- To do -
Count the lines in the listing below that contain the string "shelf", treating uppercase and lowercase as distinct. Give only the number.

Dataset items
━━━━━━━━━━━━━━━━━━━━━━━━━━━━━━

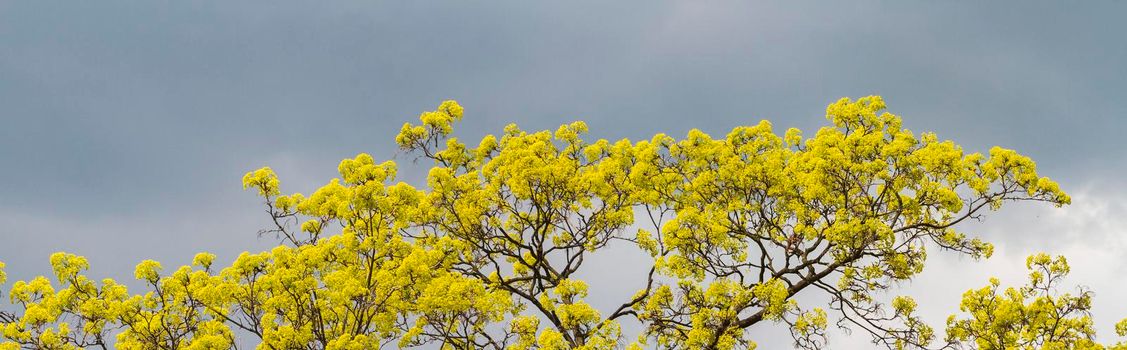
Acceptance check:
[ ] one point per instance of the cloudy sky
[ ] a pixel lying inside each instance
(126, 125)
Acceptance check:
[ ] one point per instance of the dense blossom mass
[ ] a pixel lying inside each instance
(487, 254)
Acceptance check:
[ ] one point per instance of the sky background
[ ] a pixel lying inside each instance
(125, 126)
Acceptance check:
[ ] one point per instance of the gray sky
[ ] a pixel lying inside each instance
(126, 125)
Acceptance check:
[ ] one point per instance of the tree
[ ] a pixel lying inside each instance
(1030, 316)
(488, 252)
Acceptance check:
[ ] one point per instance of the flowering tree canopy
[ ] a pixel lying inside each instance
(489, 252)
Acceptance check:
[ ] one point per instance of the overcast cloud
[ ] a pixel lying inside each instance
(126, 125)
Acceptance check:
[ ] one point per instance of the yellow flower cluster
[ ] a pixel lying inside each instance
(490, 252)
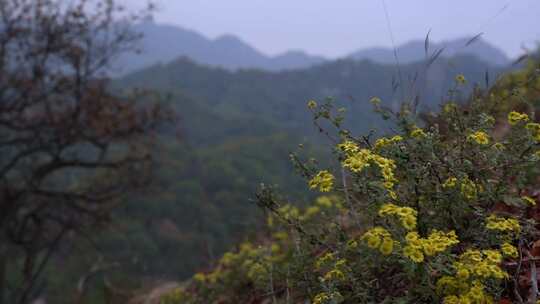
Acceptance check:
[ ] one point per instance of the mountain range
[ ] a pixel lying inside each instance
(162, 43)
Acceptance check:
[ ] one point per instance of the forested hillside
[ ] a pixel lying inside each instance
(236, 130)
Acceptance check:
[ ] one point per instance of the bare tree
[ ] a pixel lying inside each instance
(69, 149)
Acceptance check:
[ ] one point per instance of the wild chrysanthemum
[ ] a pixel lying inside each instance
(514, 118)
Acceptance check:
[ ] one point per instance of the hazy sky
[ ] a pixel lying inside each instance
(335, 28)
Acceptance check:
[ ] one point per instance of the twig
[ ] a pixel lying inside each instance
(534, 279)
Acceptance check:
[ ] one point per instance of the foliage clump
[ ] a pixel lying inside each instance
(442, 211)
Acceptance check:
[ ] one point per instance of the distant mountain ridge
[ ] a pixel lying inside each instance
(164, 43)
(414, 51)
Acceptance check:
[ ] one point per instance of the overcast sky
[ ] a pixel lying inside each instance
(336, 27)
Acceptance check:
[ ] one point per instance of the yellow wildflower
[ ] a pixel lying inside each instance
(509, 250)
(479, 137)
(450, 182)
(534, 129)
(324, 181)
(514, 118)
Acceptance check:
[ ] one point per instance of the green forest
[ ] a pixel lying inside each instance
(348, 181)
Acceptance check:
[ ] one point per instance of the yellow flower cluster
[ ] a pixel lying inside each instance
(534, 128)
(289, 212)
(529, 200)
(509, 250)
(359, 159)
(356, 162)
(380, 238)
(417, 248)
(324, 181)
(348, 147)
(479, 137)
(450, 182)
(328, 297)
(494, 222)
(514, 118)
(407, 215)
(384, 142)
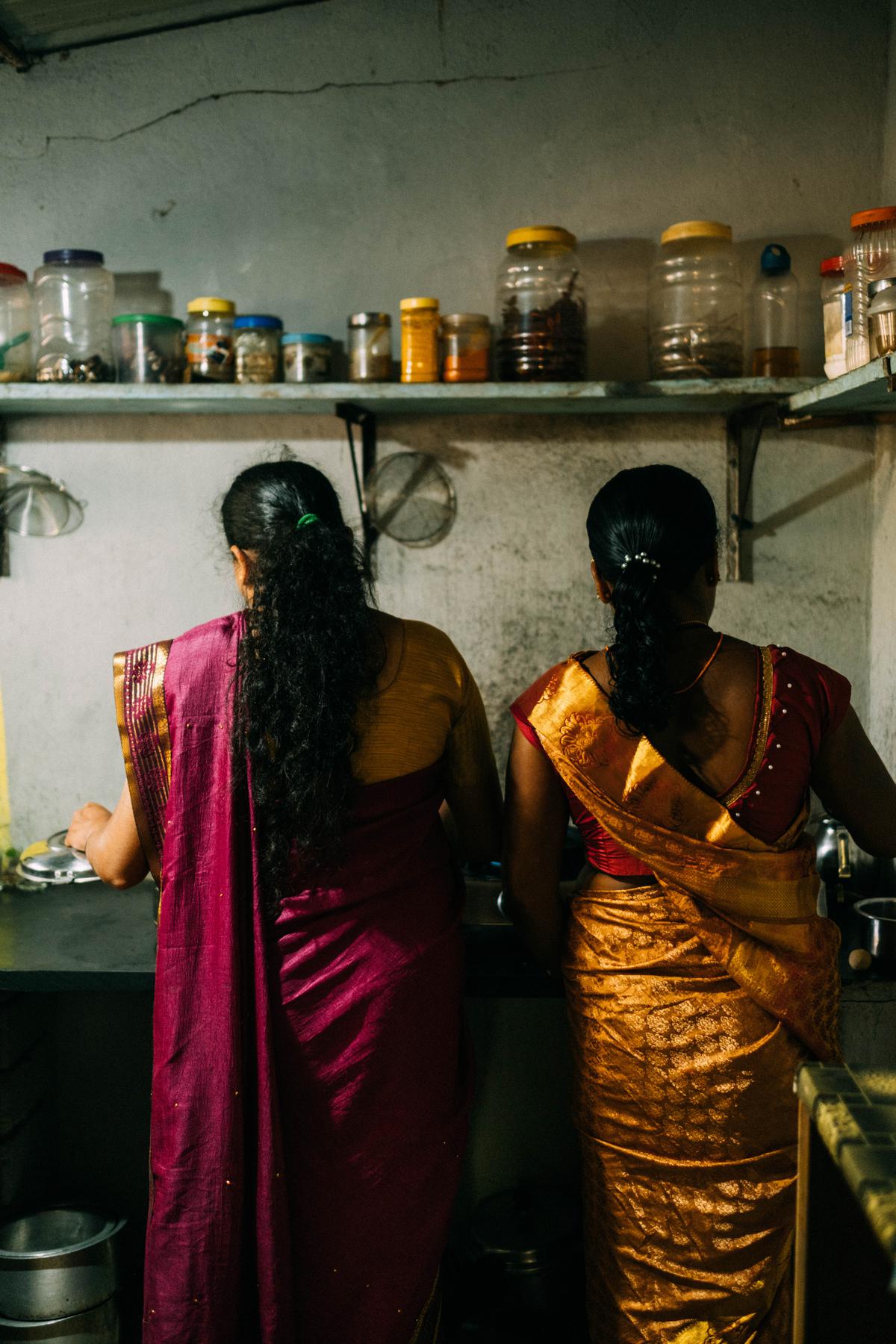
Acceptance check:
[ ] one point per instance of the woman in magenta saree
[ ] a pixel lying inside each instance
(311, 1081)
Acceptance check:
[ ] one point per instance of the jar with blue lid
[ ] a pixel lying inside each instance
(308, 358)
(257, 349)
(73, 299)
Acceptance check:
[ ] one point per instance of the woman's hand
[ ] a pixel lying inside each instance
(84, 823)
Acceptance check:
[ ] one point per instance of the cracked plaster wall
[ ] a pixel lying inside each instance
(334, 158)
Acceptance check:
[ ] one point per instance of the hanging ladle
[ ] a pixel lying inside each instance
(35, 504)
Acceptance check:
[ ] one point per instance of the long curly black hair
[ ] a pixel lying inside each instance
(667, 515)
(309, 658)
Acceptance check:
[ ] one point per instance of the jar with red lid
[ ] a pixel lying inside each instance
(16, 358)
(871, 255)
(833, 297)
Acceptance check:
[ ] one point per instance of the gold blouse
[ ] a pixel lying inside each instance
(430, 709)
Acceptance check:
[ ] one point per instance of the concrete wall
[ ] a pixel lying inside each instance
(332, 158)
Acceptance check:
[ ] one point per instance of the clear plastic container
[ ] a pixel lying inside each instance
(210, 340)
(149, 349)
(871, 255)
(420, 340)
(16, 359)
(308, 358)
(257, 349)
(882, 316)
(370, 347)
(833, 300)
(467, 340)
(775, 316)
(696, 302)
(73, 299)
(541, 308)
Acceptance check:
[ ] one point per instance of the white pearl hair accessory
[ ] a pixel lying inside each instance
(644, 559)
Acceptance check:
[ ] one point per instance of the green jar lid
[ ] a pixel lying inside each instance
(152, 319)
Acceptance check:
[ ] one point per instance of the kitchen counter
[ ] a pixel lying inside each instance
(94, 937)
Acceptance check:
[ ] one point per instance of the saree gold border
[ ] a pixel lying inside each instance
(748, 779)
(164, 741)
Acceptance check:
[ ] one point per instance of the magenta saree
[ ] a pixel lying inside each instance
(309, 1080)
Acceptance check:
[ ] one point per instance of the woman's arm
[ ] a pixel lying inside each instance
(111, 841)
(535, 821)
(856, 786)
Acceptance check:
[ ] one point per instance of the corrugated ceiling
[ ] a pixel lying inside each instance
(37, 27)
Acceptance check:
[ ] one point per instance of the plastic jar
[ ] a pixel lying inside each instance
(775, 316)
(73, 299)
(696, 302)
(16, 362)
(871, 255)
(257, 349)
(149, 349)
(467, 339)
(370, 347)
(420, 340)
(833, 296)
(882, 316)
(541, 307)
(308, 358)
(210, 340)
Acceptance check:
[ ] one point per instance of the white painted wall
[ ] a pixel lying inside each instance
(326, 159)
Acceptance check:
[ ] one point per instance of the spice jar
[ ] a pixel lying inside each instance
(73, 300)
(16, 363)
(308, 358)
(149, 349)
(871, 255)
(420, 340)
(257, 349)
(465, 347)
(541, 307)
(882, 316)
(833, 295)
(696, 324)
(370, 347)
(210, 340)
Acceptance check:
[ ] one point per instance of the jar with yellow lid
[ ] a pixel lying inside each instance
(696, 302)
(420, 340)
(210, 340)
(541, 307)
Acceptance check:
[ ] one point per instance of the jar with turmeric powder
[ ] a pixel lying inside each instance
(420, 340)
(467, 339)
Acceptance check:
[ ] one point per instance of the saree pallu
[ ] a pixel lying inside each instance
(691, 1003)
(311, 1082)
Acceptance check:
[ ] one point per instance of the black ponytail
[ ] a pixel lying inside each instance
(309, 658)
(649, 530)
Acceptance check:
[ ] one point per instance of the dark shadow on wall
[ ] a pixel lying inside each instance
(617, 275)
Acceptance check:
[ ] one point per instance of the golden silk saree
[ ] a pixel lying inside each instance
(691, 1003)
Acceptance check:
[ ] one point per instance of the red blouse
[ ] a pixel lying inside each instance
(798, 703)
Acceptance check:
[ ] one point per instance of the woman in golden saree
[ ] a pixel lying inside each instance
(697, 971)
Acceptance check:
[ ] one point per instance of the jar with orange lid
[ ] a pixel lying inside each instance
(541, 307)
(210, 340)
(420, 340)
(696, 302)
(869, 257)
(467, 339)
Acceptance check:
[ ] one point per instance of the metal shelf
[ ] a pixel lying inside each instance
(691, 396)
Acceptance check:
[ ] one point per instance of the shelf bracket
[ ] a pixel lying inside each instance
(742, 443)
(355, 416)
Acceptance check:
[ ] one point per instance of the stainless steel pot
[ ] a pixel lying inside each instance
(99, 1325)
(879, 921)
(57, 1263)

━━━━━━━━━━━━━━━━━━━━━━━━━━━━━━

- Exercise output -
2